### [Data section]
========================================
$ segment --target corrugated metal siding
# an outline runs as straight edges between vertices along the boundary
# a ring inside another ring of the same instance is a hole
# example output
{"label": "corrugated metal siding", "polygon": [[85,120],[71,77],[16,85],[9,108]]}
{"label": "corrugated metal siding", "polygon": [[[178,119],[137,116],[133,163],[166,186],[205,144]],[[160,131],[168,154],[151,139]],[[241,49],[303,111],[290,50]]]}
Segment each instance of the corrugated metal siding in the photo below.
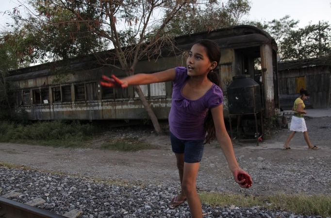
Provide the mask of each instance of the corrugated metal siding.
{"label": "corrugated metal siding", "polygon": [[166,96],[166,83],[159,82],[149,85],[150,96]]}

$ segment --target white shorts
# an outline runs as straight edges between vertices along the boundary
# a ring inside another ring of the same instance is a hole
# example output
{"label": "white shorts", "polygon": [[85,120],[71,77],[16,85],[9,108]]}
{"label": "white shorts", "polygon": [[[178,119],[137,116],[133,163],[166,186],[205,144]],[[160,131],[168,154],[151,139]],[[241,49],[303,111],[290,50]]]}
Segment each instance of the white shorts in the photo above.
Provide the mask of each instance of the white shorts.
{"label": "white shorts", "polygon": [[306,122],[303,117],[298,117],[295,116],[292,116],[290,130],[295,132],[306,132],[307,131],[307,126],[306,126]]}

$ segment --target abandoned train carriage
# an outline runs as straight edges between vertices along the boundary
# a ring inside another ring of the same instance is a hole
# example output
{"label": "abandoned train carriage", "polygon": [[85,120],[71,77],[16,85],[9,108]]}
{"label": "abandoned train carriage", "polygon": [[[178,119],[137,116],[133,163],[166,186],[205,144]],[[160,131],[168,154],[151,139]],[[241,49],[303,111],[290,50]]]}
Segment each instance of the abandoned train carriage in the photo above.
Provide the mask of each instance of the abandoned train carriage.
{"label": "abandoned train carriage", "polygon": [[[245,25],[180,36],[175,41],[179,48],[188,50],[201,39],[215,41],[221,49],[218,70],[225,94],[226,116],[227,87],[236,75],[256,78],[257,59],[261,61],[261,76],[257,80],[261,82],[265,115],[273,115],[279,106],[277,46],[273,39],[261,29]],[[157,61],[140,61],[136,73],[151,73],[186,65],[182,55],[169,55],[168,50],[166,53]],[[124,72],[98,63],[98,59],[103,58],[101,54],[11,71],[6,79],[16,89],[16,111],[25,110],[31,120],[148,119],[132,87],[122,89],[100,86],[102,75],[125,76]],[[159,119],[167,119],[171,86],[170,82],[141,86]]]}

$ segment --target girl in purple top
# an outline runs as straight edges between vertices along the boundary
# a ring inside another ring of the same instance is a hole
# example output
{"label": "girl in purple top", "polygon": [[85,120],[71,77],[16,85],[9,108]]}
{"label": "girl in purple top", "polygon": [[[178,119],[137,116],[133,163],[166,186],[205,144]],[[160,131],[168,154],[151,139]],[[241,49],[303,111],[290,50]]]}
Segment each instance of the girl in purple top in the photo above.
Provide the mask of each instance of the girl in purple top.
{"label": "girl in purple top", "polygon": [[148,84],[172,81],[173,87],[169,125],[172,151],[177,159],[182,191],[169,207],[186,200],[192,218],[202,218],[196,180],[204,144],[216,138],[236,182],[242,187],[252,184],[249,175],[239,167],[224,124],[223,93],[217,75],[213,70],[220,59],[218,45],[200,40],[191,48],[187,67],[178,67],[153,74],[139,74],[119,79],[113,75],[108,87]]}

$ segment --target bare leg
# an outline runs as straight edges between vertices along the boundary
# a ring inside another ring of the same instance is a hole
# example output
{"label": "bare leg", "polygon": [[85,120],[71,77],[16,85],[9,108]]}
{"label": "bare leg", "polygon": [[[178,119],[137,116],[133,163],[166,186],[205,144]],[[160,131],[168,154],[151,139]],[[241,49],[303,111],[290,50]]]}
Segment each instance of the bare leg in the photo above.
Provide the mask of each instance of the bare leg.
{"label": "bare leg", "polygon": [[288,138],[287,138],[287,139],[286,140],[286,141],[285,142],[285,144],[284,144],[284,148],[288,148],[288,144],[290,143],[290,141],[291,140],[291,139],[293,138],[294,136],[294,135],[296,134],[295,131],[292,131],[291,134],[290,134],[290,135],[288,136]]}
{"label": "bare leg", "polygon": [[[178,168],[178,172],[179,172],[179,179],[181,181],[181,186],[182,186],[183,181],[183,173],[184,171],[184,154],[175,153],[175,155],[176,156],[177,168]],[[183,192],[182,189],[182,192],[177,197],[177,201],[182,201],[185,200],[186,198],[186,196]]]}
{"label": "bare leg", "polygon": [[187,202],[192,218],[202,218],[202,208],[197,192],[196,185],[199,165],[199,163],[184,163],[182,190],[187,197]]}
{"label": "bare leg", "polygon": [[305,138],[305,140],[309,148],[312,148],[314,146],[312,143],[310,143],[310,140],[309,140],[309,137],[308,136],[308,132],[307,131],[303,132],[303,138]]}

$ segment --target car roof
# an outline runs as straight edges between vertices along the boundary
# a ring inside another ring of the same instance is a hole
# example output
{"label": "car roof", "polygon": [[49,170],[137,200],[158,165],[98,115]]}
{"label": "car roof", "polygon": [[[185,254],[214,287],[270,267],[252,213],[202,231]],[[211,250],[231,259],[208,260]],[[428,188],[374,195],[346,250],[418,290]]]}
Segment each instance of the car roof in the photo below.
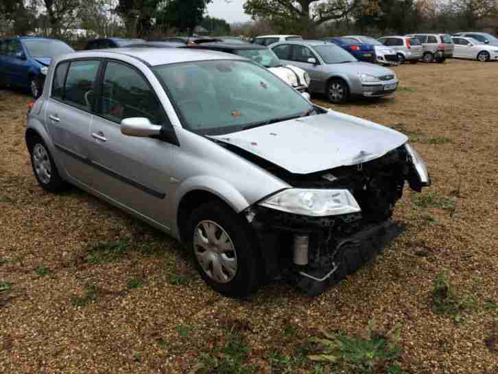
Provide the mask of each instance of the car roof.
{"label": "car roof", "polygon": [[[191,48],[171,48],[165,53],[163,48],[132,47],[110,48],[82,51],[64,55],[61,60],[82,58],[116,58],[117,56],[132,57],[150,66],[158,66],[190,61],[209,61],[216,60],[248,60],[237,55],[217,52],[216,51],[198,51]],[[107,55],[107,56],[106,56]]]}
{"label": "car roof", "polygon": [[215,43],[203,43],[202,44],[195,44],[193,45],[189,45],[185,48],[193,48],[197,49],[210,49],[211,48],[216,48],[218,49],[268,49],[268,47],[264,45],[259,45],[257,44],[237,44],[233,43],[224,43],[224,42],[215,42]]}
{"label": "car roof", "polygon": [[284,35],[282,34],[276,34],[274,35],[259,35],[256,36],[254,39],[257,39],[258,38],[289,38],[291,36],[294,36],[296,38],[303,38],[303,36],[301,36],[300,35]]}

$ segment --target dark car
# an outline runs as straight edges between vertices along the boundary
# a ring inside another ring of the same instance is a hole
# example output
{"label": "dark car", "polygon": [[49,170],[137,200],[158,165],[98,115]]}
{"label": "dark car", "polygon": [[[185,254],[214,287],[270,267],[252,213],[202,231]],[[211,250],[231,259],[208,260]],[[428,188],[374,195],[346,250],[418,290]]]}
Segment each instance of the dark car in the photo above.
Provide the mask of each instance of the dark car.
{"label": "dark car", "polygon": [[56,39],[34,36],[0,39],[0,86],[28,89],[38,99],[52,58],[73,51]]}
{"label": "dark car", "polygon": [[187,44],[202,44],[203,43],[222,42],[221,39],[217,38],[206,38],[204,36],[170,36],[169,38],[163,38],[160,40],[150,40],[159,42],[173,42],[180,43],[184,45]]}
{"label": "dark car", "polygon": [[360,61],[375,62],[375,49],[372,44],[358,43],[351,38],[324,38],[323,40],[346,49]]}
{"label": "dark car", "polygon": [[122,38],[102,38],[91,39],[88,41],[84,47],[85,51],[88,49],[105,49],[107,48],[119,48],[130,44],[145,42],[143,39],[123,39]]}

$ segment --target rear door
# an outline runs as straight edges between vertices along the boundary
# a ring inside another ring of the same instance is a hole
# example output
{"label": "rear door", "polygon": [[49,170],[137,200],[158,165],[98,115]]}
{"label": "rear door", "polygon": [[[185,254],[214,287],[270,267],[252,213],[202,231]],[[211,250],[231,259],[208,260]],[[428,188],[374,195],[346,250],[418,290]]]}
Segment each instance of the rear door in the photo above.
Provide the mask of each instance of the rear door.
{"label": "rear door", "polygon": [[135,67],[108,60],[91,123],[90,158],[99,177],[97,189],[112,200],[159,222],[167,221],[166,191],[172,185],[169,173],[172,144],[152,138],[123,135],[121,121],[147,118],[156,125],[169,121],[154,89]]}
{"label": "rear door", "polygon": [[95,90],[101,64],[98,59],[59,63],[45,111],[45,123],[67,173],[95,187],[96,175],[90,165],[90,126],[95,108]]}

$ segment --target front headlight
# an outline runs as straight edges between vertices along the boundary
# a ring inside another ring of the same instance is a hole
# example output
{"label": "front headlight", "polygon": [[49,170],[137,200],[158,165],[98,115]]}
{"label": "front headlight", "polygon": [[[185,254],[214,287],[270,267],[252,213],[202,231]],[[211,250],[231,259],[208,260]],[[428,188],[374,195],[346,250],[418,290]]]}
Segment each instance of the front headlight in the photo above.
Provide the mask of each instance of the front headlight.
{"label": "front headlight", "polygon": [[309,76],[307,71],[305,71],[305,82],[307,86],[309,86],[309,83],[311,82],[311,77]]}
{"label": "front headlight", "polygon": [[370,74],[364,74],[363,73],[358,73],[358,78],[359,78],[359,80],[364,83],[381,81],[381,80],[377,77],[370,75]]}
{"label": "front headlight", "polygon": [[425,162],[422,159],[420,155],[418,154],[418,152],[417,152],[417,151],[415,150],[415,148],[412,147],[412,145],[407,143],[405,144],[405,148],[406,148],[406,152],[408,152],[408,154],[412,159],[412,162],[413,163],[415,170],[418,174],[418,178],[420,178],[420,182],[423,185],[429,185],[430,184],[429,180],[429,171],[427,170],[427,165],[425,164]]}
{"label": "front headlight", "polygon": [[322,217],[361,211],[347,189],[292,188],[259,203],[263,207],[302,215]]}

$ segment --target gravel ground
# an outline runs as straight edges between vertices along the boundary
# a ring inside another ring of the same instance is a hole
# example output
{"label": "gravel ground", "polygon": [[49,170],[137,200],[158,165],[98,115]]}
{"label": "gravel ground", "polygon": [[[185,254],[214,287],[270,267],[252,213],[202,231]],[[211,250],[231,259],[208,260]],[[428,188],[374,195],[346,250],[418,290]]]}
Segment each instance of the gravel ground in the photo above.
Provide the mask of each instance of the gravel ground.
{"label": "gravel ground", "polygon": [[[394,70],[394,97],[334,108],[409,135],[433,187],[405,189],[407,232],[315,299],[283,283],[222,297],[175,240],[77,189],[44,192],[23,139],[29,98],[0,91],[0,373],[189,373],[234,329],[255,372],[284,373],[272,358],[318,329],[355,334],[373,318],[401,326],[407,373],[498,374],[498,64]],[[435,314],[440,272],[471,307]]]}

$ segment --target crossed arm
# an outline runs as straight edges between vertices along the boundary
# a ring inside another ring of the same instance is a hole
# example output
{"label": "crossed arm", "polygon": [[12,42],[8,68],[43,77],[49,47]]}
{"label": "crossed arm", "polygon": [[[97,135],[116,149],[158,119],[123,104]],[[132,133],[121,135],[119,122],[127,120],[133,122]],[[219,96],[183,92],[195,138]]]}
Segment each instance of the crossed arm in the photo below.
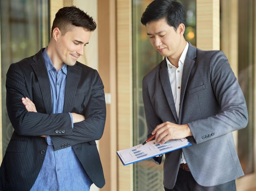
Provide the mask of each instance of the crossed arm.
{"label": "crossed arm", "polygon": [[[37,110],[36,106],[33,102],[28,97],[22,97],[21,101],[28,112],[33,112],[37,113]],[[85,119],[85,117],[83,115],[76,113],[71,113],[73,118],[73,123],[80,122]],[[40,136],[46,137],[46,135],[42,135]]]}

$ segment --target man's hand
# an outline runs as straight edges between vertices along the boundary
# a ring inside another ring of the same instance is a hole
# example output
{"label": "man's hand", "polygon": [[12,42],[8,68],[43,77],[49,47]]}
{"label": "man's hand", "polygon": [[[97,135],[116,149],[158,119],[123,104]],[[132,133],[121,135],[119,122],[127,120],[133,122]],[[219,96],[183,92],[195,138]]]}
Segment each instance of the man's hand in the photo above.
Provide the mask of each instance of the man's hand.
{"label": "man's hand", "polygon": [[78,114],[76,113],[71,113],[73,117],[73,123],[81,122],[82,121],[85,120],[85,117],[81,114]]}
{"label": "man's hand", "polygon": [[25,98],[22,97],[21,98],[21,101],[28,112],[34,112],[37,113],[35,104],[28,97]]}
{"label": "man's hand", "polygon": [[[28,97],[26,97],[25,98],[22,97],[21,98],[21,101],[28,112],[34,112],[37,113],[36,105]],[[46,138],[46,135],[41,135],[40,136],[45,138]]]}
{"label": "man's hand", "polygon": [[188,124],[177,125],[169,121],[157,126],[152,134],[155,134],[156,143],[160,145],[171,140],[180,139],[193,136]]}

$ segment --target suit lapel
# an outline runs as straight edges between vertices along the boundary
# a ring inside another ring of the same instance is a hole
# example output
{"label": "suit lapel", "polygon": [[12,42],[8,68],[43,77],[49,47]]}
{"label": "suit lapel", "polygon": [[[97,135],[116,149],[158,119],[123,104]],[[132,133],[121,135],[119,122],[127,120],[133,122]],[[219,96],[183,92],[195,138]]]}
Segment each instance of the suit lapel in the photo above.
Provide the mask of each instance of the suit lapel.
{"label": "suit lapel", "polygon": [[171,84],[170,83],[170,79],[169,79],[169,75],[167,68],[167,64],[165,59],[162,61],[159,72],[160,81],[164,89],[165,97],[167,99],[168,104],[171,108],[173,115],[173,117],[175,119],[175,121],[177,123],[178,116],[176,112],[176,109],[175,109],[175,104],[173,100]]}
{"label": "suit lapel", "polygon": [[76,65],[73,66],[67,66],[67,69],[64,112],[70,111],[70,107],[75,96],[76,90],[81,75],[81,68]]}
{"label": "suit lapel", "polygon": [[[41,89],[45,107],[47,113],[52,112],[50,81],[45,64],[43,59],[31,64],[38,79]],[[33,101],[33,100],[32,100]]]}
{"label": "suit lapel", "polygon": [[[195,64],[194,59],[196,57],[196,49],[189,43],[189,49],[186,54],[186,56],[184,66],[181,82],[181,90],[180,91],[180,119],[181,119],[182,113],[183,100],[185,96],[185,93],[186,90],[192,68]],[[179,121],[179,122],[180,121]]]}

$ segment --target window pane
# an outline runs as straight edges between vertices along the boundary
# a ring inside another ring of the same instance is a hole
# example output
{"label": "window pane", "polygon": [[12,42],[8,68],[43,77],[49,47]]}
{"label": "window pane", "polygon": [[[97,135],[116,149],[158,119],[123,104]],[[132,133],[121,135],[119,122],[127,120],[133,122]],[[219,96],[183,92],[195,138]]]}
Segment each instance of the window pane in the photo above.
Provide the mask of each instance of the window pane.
========================================
### [Problem to solve]
Starting with the line containing "--target window pane" and going on through the end of the listing, give those lines again with "instance" switched to "occurrence" everywhere and everything else unchanged.

### [Worked solution]
$ segment --target window pane
# an outline runs as straight edges between vertices along the boundary
# a ring inside another ring of the same occurrence is a hole
# example output
{"label": "window pane", "polygon": [[12,42],[8,68],[43,77],[49,47]]}
{"label": "window pane", "polygon": [[[97,135],[116,149],[158,119],[123,104]],[[132,133],[121,135],[119,122],[127,120],[133,122]],[[219,96],[183,92],[195,138]]]}
Segment each occurrence of the window pane in the photo above.
Provide the mask of each occurrence of the window pane.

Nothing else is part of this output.